## Exercise aim:
Format the records below as a numbered list, one line per item, dropping any blank lines and covering every record. Leave the pictures out of your output.

## Provided data:

◆ ◆ ◆

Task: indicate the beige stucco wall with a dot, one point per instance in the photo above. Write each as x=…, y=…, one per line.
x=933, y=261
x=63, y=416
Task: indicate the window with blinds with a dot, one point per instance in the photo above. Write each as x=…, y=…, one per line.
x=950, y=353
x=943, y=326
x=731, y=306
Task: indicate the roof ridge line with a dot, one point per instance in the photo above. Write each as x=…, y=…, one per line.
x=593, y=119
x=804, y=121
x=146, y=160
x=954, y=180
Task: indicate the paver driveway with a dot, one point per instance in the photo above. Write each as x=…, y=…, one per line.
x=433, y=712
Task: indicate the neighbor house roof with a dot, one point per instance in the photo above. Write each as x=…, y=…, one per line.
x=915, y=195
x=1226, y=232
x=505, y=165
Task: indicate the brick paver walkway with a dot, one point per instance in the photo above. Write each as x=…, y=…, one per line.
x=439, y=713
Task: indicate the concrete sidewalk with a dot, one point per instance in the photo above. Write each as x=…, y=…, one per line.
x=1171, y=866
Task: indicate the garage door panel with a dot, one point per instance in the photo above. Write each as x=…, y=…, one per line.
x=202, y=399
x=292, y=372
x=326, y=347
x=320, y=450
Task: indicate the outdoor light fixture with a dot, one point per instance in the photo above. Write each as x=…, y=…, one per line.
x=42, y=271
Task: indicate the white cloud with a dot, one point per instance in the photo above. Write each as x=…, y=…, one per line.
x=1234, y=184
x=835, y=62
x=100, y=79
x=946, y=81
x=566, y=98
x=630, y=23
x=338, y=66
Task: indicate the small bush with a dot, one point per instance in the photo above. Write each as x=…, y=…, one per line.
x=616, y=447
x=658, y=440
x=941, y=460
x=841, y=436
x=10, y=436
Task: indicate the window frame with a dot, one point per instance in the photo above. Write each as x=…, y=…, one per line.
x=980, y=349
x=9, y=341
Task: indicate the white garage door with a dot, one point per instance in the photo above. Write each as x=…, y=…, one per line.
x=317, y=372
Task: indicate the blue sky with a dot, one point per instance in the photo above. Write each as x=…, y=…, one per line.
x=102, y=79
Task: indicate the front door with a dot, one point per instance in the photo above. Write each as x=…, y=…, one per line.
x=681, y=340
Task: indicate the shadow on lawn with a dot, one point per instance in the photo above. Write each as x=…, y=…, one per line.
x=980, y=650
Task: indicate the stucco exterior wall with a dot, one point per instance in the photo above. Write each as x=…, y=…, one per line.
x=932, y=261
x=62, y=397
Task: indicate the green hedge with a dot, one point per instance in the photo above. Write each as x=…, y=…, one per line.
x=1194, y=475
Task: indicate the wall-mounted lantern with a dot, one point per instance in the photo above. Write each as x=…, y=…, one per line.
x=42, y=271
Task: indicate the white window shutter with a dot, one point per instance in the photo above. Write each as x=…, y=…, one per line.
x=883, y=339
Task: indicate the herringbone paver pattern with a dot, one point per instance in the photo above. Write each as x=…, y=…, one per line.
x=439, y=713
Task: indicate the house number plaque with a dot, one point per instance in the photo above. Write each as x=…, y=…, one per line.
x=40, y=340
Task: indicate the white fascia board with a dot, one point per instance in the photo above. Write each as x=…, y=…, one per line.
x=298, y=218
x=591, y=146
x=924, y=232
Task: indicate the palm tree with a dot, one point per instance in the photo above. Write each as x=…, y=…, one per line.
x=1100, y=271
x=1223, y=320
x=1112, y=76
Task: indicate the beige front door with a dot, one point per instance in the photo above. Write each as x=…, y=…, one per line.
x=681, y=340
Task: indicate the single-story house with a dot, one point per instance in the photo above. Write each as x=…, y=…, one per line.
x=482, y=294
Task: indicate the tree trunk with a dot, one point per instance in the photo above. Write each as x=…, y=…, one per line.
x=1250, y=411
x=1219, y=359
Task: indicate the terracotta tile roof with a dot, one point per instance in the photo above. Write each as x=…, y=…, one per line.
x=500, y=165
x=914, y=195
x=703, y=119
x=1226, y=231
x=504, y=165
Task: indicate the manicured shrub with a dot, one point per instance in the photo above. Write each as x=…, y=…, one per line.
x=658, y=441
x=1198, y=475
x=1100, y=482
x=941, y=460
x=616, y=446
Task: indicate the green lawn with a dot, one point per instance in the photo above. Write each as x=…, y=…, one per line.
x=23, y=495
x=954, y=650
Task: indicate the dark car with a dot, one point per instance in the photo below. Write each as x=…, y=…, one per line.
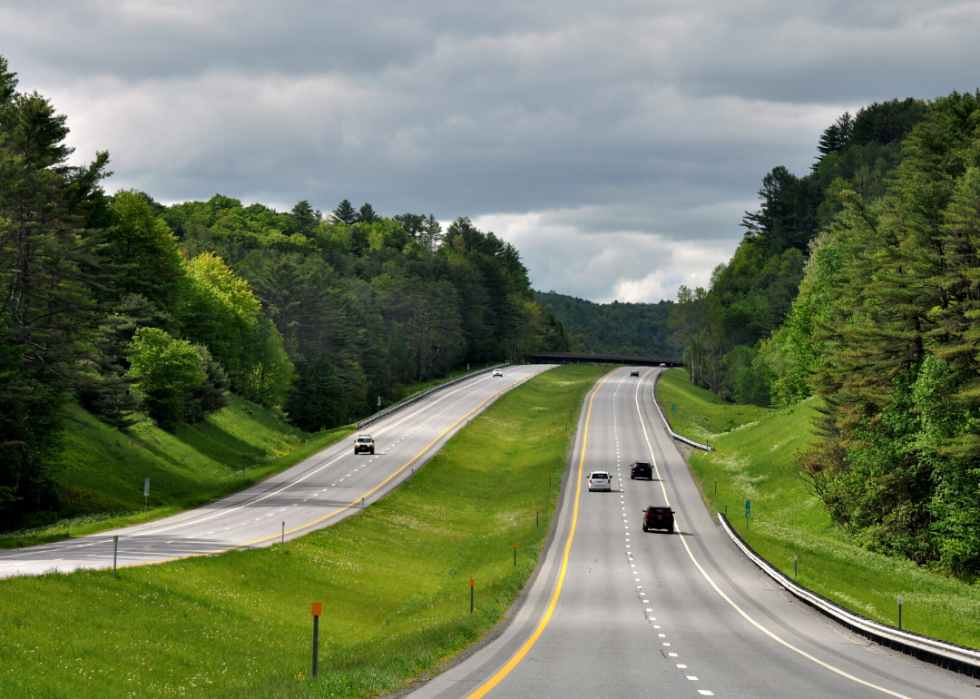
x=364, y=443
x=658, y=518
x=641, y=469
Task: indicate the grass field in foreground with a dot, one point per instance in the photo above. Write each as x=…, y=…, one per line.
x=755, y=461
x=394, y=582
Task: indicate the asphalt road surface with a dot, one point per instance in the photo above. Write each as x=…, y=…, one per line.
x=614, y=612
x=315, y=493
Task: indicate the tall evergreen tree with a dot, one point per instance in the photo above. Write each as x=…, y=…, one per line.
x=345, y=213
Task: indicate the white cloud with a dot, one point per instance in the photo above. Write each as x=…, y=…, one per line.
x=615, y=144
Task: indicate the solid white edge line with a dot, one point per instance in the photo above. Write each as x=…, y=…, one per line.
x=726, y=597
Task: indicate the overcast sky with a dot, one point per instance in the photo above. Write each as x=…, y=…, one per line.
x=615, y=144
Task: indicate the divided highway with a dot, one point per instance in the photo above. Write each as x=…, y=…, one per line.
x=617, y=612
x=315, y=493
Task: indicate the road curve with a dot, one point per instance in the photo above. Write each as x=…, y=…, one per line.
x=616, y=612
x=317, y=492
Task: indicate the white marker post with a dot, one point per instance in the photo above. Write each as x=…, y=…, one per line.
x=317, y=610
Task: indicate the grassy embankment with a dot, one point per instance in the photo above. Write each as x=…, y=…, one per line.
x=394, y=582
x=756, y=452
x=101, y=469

◆ ◆ ◆

## Completed task:
1. Task: indicate the beige stucco wall with a dot, one point per instance in the photo above. Write each as x=…, y=…, one per line.
2. x=933, y=261
3. x=63, y=416
4. Task: indicate the window with blinds with a dot, one point per instance in the photo above. Write each as x=…, y=…, one per line.
5. x=950, y=353
6. x=943, y=326
7. x=731, y=306
8. Task: indicate the roof ridge line with a dot, one point per instance in the photo above. Write each as x=…, y=…, one per line.
9. x=593, y=119
10. x=804, y=121
11. x=146, y=160
12. x=954, y=180
13. Task: indicate the paver driveway with a dot, one point per instance in the photo above. Write each as x=…, y=…, one per line.
14. x=433, y=712
15. Task: indicate the neighbor house roof with a dot, one point per instance in the photo above. Write each as x=…, y=…, one per line.
16. x=915, y=195
17. x=1226, y=232
18. x=505, y=165
19. Task: indicate the brick paver walkway with a dot, one point per instance in the photo above. Write each as x=…, y=…, one per line.
20. x=439, y=713
21. Task: indicate the concrete sidewalk with a dot, one point per instance in the photo above. Write each as x=…, y=…, one per line.
22. x=1171, y=866
23. Task: indicate the garage door panel with a dot, one point per instance in the photo above. Write each as x=…, y=…, one per line.
24. x=202, y=399
25. x=292, y=372
26. x=326, y=347
27. x=320, y=450
28. Task: indicate the outdoor light fixture with a dot, one point per instance in the photo above. Write each as x=…, y=…, one per line.
29. x=42, y=271
30. Task: indicate the white cloud with a dot, one point per instance in the photo above. Write each as x=…, y=…, one per line.
31. x=1234, y=184
32. x=835, y=62
33. x=100, y=79
34. x=946, y=81
35. x=566, y=98
36. x=630, y=23
37. x=338, y=66
38. Task: indicate the small bush with a dot, one point per instance in the photo above. Write each as x=…, y=…, one per line.
39. x=616, y=447
40. x=658, y=440
41. x=941, y=460
42. x=841, y=436
43. x=10, y=436
44. Task: indicate the window frame with a dot, one point per instance in the photo above. Write each as x=…, y=…, one per line.
45. x=980, y=349
46. x=9, y=341
47. Task: indicate the white garage door with a dot, one point per instance in the photo above. Write each as x=…, y=…, one per line.
48. x=317, y=372
49. Task: indicate the blue sky with a dot, one point per instance in the photo above. Write each as x=…, y=…, one per line.
50. x=102, y=79
51. Task: indicate the front door with a dot, one point per instance in the photo above. Write each as x=…, y=…, one per line.
52. x=681, y=340
53. Task: indicate the shadow on lawn with a dot, one point per instance in the photo above. Write each as x=…, y=…, one per line.
54. x=980, y=650
55. Task: indicate the stucco exterior wall with a dot, one point per instance in the photo above. Write each as x=…, y=…, one per line.
56. x=932, y=261
57. x=62, y=397
58. Task: indicate the green hedge with a dot, one point per instance in the photo above. Write each as x=…, y=…, one per line.
59. x=1194, y=475
60. Task: indicate the wall-mounted lantern with a dot, one point per instance in the photo above. Write each as x=…, y=…, one per line.
61. x=42, y=271
62. Task: indicate the white window shutter with a dot, one point per instance in the photo above. Write each as x=…, y=…, one per line.
63. x=883, y=339
64. Task: indicate the herringbone paver pattern with a dot, one point per instance in the photo above. Write each as x=…, y=…, one per line.
65. x=439, y=713
66. Task: indicate the house number plaque with a dot, one point per instance in the photo above. Write each as x=…, y=…, one per line.
67. x=40, y=340
68. Task: indicate the white fascia board with a dot, one point per instance in the photo above. Write each as x=…, y=…, one per line.
69. x=298, y=218
70. x=591, y=146
71. x=924, y=232
72. Task: indicate the palm tree with a dot, one point per instance in the photo above. Write each as x=…, y=…, one per line.
73. x=1100, y=271
74. x=1223, y=320
75. x=1112, y=76
76. Task: indicate the beige front door with a dot, one point per instance in the photo above. Write each as x=…, y=…, one per line.
77. x=681, y=340
78. Task: indicate the single-story house with a dot, one point per instance in the photo above. Write each as x=…, y=…, one per line.
79. x=482, y=294
80. Task: indicate the tree trunk with a dot, one point per instance in the photo above. Write each as x=…, y=…, one per line.
81. x=1250, y=411
82. x=1219, y=359
83. Task: indicate the terracotta tile roof with a dot, one point per instance in the photo above. Write each as x=…, y=…, one per line.
84. x=500, y=165
85. x=914, y=195
86. x=703, y=119
87. x=1226, y=231
88. x=504, y=165
89. Task: indicate the manicured shrub with a dot, one point per instance in the photo above. Write each as x=…, y=…, one per line.
90. x=658, y=441
91. x=1198, y=475
92. x=1100, y=482
93. x=941, y=460
94. x=616, y=446
95. Task: indicate the green lawn with a dot, one point per instance in the photo above. Write each as x=…, y=…, one per line.
96. x=23, y=495
97. x=954, y=650
98. Task: indicate the dark car with a dot, one point per instance in the photo below. Write each as x=…, y=…, one per line.
99. x=364, y=443
100. x=658, y=518
101. x=641, y=469
102. Task: indicate the grass field in foreground with a dot, one point per instance in the photo above. Write each as x=…, y=…, one per line.
103. x=755, y=461
104. x=394, y=582
105. Task: indicate the asphalt road surface with a dot, one point per instance in the photo above. Write each as x=…, y=…, one per line.
106. x=614, y=612
107. x=315, y=493
108. Task: indicate the tall evergreen tree with a dot, one point per instance in the photo above. Write each as x=…, y=…, one per line.
109. x=345, y=213
110. Task: indicate the white cloud with a dot, one point per instance in the photo above. Write each as x=…, y=…, one per line.
111. x=615, y=144
112. Task: indicate the solid white edge line with a dot, one point per instance in the photo above. Write each as x=…, y=…, one per line.
113. x=726, y=597
114. Task: indicate the overcast sky with a dot, one point per instance in the photo above. Write each as x=…, y=…, one per line.
115. x=615, y=144
116. Task: indicate the divided highway with a dot, one point per instance in the photo above. Write each as x=…, y=…, one per line.
117. x=617, y=612
118. x=315, y=493
119. Task: indicate the road curve with a dot, one point per instance in the photo above. Write each as x=…, y=…, one per line.
120. x=616, y=612
121. x=317, y=492
122. Task: indicate the white marker post with a dot, one point per instance in the photo above. Write each as x=…, y=…, one per line.
123. x=317, y=610
124. Task: indicate the grassy embankment with a dot, one point per instance in the photo above. Write each as x=…, y=…, one per line.
125. x=394, y=582
126. x=756, y=452
127. x=101, y=469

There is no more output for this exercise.